=== GOAL 1 ===
Count the lines in the records that contain the string "gabled" and reply with only that number.

The shake-up of solicitors’ professional indemnity insurance has been protracted. But steps designed to improve insurers’ confidence in the market and increase the flexibility of terms are finally imminent.

First, October sees the demise of the heavily-criticised assigned risks pool (ARP), akin to an ‘insurer of last resort’. Many qualifying insurers complained the ARP made them financially liable for risks they never wanted to cover in the first place, at law firms deemed untouchable because of poor claims histories, mis-selling, poor governance and long-tail liabilities.

Only six firms are still in the ARP and seeking cover – and they will be eligible for a 90-day policy extension from their previous insurer if they are unable to obtain qualifying insurance by 30 September.

Second, October also sees the end of the single renewal date for PII, meaning law firms will be able to purchase insurance that starts or ends at any point in the year. Firms can therefore seek to negotiate longer and more attractive terms.

Greater competition

One intended outcome of closing the ARP is that more insurers will enter the market because they are no longer committed to funding it. The influx of new entrants, it has been argued, will cut premiums and expand the terms of coverage. The hope also is that the change of renewal date will prompt insurers to offer longer-term policies, while law firms might capitalise on their new-found bargaining power.

Yet the reality, judging from the early stages of the renewal season, is that the market is operating in much the same way as before.

‘It is relatively early in the season to give a definitive view, but there are interesting developments,’ observes Paul Gardner, sales and marketing director at broker Prescott Jones Professions.

Gardner says some insurers are testing the water with ‘early bird’ offers, such as a 5% premium reduction if the firm commits to renewing within a very short timetable, although such offers are only available to firms which present with less complex risks. These early bird deals have been seen in the market before, Gardner adds, but he recalls that in 2012 insurers were usually just offering a flat renewal premium.

Jenny Carter-Vaughan, managing director at broker Affinity Select Insurance Services, says some early bird rates suggest premiums are likely to remain relatively flat for the coming year. Only a handful of insurers are offering longer-term policies than the usual 12 months. Travelers, she notes, is offering 17 months of cover.

‘The PII market is not likely to change,’ Carter-Vaughan believes. ‘Both insurers and buyers seem to be happy to keep the October renewal date for the time being, and there seems little appetite for insurers to provide longer terms.’

In any case, Carter-Vaughan offers a warning to clients considering a 17-month policy when so few insurers are offering anything other than the standard 12-month policy with an October start date. ‘Taking on such a policy could result in a law firm being stuck with that insurer until the market becomes more flexible,’ she says.

Of course, the PII market divides by size of law firm – and unsurprisingly larger firms are in a better position. Sandra Neilson-Moore, practice leader for Europe at broker Marsh, believes the market ‘is fantastic for the UK’s top 100’. Here, there is the real possibility of new entrants coming in to the market, bringing more capacity and greater competition over pricing, while existing players are looking to expand their books. ‘If you are a large firm with a good claims history and no outstanding large claims against you, then it is a buyer’s market,’ she says. ‘Rates are probably set to remain steady, or even fall, for firms within that bracket.’

Size matters

The picture is less rosy for the rest. Some experts believe October’s changes could result in less capacity for smaller firms. One of the key reasons why insurers are exiting, retrenching or are reluctant to come into the market is that they believe the SRA’s minimum terms and conditions to become a participating insurer are too restrictive. In force from 2011, the terms set the minimum coverage firms must have in respect of their regulated business.

=== GOAL 2 ===
Retype the passage from the indemnity insurance article above, starting at "Size matters" and ending at "their regulated business.".

=== PROVIDED ENTRIES ===

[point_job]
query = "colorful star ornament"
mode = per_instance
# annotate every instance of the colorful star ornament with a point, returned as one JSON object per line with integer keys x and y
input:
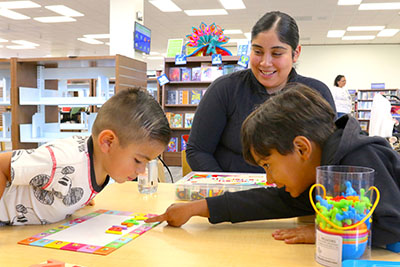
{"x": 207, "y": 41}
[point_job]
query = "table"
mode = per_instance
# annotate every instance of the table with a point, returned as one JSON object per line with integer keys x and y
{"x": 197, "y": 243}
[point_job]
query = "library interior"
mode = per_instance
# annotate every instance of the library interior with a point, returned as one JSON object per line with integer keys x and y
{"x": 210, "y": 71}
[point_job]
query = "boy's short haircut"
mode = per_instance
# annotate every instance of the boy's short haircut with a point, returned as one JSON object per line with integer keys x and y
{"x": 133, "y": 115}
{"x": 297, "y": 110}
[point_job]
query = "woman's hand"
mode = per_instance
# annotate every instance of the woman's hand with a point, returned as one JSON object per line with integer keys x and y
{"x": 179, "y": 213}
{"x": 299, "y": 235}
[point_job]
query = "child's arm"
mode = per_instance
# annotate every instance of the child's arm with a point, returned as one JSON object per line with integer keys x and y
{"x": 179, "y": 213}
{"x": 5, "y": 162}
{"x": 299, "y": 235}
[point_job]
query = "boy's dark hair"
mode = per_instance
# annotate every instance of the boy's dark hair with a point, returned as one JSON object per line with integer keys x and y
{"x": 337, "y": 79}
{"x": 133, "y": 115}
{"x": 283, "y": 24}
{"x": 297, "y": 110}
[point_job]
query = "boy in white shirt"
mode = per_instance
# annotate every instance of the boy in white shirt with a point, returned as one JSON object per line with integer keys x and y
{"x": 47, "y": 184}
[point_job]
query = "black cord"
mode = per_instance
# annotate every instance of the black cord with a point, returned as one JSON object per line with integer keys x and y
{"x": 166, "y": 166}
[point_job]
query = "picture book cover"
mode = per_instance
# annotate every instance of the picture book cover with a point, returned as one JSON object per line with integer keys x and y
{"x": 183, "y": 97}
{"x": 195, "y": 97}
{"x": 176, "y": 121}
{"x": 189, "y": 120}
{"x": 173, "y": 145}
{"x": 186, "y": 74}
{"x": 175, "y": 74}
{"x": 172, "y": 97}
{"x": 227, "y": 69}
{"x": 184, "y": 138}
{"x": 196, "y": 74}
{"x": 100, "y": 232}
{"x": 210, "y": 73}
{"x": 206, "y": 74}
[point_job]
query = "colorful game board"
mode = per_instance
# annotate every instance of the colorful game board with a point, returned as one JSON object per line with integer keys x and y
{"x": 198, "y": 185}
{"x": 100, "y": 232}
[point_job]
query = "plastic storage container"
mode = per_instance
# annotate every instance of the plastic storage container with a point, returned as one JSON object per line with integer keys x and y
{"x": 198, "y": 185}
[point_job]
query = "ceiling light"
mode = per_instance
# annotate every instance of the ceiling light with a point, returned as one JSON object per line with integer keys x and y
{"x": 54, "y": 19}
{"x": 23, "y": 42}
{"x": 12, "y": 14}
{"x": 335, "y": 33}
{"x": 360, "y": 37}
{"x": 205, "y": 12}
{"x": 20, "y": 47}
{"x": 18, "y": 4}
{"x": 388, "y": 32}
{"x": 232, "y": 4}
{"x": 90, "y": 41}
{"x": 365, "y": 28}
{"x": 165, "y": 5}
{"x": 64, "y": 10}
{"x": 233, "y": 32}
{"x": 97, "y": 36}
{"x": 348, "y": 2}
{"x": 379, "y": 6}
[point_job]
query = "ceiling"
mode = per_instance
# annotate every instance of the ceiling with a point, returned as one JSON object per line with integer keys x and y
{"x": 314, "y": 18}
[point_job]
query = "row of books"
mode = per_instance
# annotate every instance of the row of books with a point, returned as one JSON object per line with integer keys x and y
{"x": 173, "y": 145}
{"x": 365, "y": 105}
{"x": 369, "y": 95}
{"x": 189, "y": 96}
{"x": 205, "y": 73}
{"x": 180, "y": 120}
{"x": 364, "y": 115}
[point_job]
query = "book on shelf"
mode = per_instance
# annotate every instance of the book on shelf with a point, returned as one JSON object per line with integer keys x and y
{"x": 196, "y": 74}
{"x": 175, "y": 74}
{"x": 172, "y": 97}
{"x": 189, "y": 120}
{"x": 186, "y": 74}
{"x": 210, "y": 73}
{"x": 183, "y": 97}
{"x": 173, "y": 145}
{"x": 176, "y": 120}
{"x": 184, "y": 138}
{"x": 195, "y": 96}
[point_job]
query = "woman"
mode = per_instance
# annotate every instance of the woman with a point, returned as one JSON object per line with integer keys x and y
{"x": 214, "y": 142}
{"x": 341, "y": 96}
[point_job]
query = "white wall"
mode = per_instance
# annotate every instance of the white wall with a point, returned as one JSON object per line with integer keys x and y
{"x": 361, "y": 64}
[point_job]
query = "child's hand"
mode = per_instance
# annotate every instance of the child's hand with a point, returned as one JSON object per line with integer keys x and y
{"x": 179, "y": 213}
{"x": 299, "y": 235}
* * *
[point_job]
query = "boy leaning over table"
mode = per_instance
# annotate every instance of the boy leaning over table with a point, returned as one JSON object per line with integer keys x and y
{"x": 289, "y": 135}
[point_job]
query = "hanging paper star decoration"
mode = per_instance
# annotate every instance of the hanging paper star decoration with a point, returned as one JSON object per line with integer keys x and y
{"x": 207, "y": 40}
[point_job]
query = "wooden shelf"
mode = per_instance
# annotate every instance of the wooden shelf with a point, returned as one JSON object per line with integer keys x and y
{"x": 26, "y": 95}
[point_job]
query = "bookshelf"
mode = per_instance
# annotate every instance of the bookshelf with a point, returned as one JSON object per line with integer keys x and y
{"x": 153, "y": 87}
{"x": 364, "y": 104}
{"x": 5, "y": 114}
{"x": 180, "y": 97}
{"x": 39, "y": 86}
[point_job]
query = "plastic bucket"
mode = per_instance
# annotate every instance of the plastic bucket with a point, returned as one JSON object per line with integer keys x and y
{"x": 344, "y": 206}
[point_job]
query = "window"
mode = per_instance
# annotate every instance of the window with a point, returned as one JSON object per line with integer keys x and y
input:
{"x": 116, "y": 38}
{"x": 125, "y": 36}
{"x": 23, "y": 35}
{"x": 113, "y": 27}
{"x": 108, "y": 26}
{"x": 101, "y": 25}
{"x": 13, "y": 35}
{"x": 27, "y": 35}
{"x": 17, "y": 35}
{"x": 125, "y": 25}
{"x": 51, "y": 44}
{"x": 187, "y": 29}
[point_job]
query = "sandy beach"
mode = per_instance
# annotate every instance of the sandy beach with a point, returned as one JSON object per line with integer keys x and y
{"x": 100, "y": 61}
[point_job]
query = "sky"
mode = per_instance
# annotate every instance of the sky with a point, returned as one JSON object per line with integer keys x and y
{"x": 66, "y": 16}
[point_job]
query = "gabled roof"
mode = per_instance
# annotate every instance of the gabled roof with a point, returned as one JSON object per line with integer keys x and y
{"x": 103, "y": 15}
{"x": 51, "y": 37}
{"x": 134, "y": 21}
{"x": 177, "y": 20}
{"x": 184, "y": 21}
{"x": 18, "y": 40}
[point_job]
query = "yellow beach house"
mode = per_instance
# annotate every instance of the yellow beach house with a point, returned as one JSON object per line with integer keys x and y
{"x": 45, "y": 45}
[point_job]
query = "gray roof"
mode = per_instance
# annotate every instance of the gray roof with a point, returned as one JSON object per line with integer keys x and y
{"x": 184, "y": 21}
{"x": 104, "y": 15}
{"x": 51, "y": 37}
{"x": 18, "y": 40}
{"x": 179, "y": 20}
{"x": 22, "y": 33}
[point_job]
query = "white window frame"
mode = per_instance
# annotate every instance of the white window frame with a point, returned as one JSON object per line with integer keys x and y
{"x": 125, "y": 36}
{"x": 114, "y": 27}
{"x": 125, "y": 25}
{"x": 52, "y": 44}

=== TASK RESULT 1 ===
2

=== TASK RESULT 2 ===
Size matters

The picture is less rosy for the rest. Some experts believe October’s changes could result in less capacity for smaller firms. One of the key reasons why insurers are exiting, retrenching or are reluctant to come into the market is that they believe the SRA’s minimum terms and conditions to become a participating insurer are too restrictive. In force from 2011, the terms set the minimum coverage firms must have in respect of their regulated business.